▶ _Task description_:
How many lines in the listing below contain the string "body", counting only exact-case matches? Reply with the number alone.

▶ _The input_:
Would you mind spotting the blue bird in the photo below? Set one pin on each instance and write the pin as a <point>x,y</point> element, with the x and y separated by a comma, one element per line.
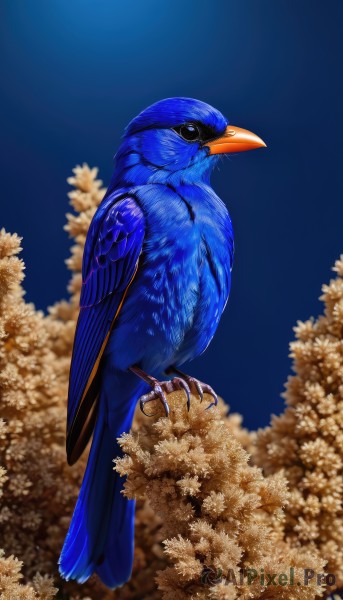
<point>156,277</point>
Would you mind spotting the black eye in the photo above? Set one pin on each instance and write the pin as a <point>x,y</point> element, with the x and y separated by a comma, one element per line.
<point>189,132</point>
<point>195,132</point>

--

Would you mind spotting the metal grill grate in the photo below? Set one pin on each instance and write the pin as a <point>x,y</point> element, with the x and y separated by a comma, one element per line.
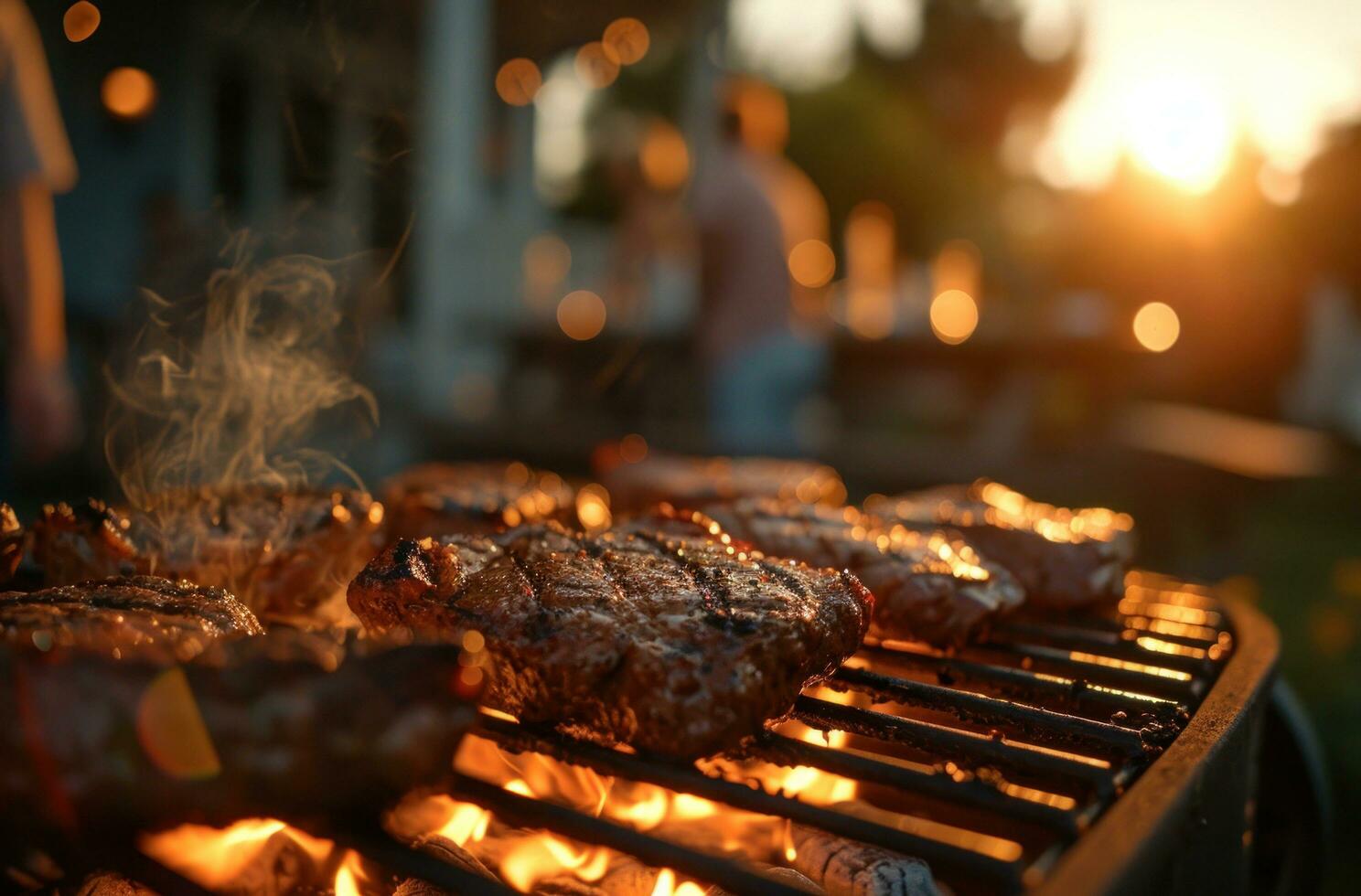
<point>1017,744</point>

---

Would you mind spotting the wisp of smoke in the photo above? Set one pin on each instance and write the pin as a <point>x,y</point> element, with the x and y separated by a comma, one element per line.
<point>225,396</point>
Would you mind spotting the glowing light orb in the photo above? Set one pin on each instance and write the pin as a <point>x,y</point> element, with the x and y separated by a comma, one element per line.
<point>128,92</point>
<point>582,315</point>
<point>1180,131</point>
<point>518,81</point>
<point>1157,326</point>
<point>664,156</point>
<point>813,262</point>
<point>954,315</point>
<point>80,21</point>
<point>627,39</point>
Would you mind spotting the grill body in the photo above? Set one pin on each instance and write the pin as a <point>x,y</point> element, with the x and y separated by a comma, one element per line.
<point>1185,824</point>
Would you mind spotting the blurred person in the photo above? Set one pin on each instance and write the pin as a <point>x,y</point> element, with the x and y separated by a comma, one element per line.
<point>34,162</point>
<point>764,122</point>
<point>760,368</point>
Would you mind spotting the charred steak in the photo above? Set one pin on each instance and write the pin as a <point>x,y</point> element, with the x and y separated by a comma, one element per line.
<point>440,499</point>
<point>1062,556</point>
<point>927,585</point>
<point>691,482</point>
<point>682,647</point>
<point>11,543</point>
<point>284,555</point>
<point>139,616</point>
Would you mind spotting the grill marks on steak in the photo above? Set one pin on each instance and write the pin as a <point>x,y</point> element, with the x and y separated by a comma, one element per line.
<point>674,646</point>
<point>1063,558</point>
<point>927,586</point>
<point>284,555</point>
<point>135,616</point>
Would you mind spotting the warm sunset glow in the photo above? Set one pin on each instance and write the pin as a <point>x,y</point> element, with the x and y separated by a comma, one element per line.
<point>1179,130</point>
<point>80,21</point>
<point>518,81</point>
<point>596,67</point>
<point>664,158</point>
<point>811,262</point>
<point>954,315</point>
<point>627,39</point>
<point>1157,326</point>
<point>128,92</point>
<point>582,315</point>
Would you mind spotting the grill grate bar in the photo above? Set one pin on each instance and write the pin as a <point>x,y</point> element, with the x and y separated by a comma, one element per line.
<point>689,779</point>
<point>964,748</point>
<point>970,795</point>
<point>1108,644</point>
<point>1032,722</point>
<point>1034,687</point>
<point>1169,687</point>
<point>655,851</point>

▶ _Task result_:
1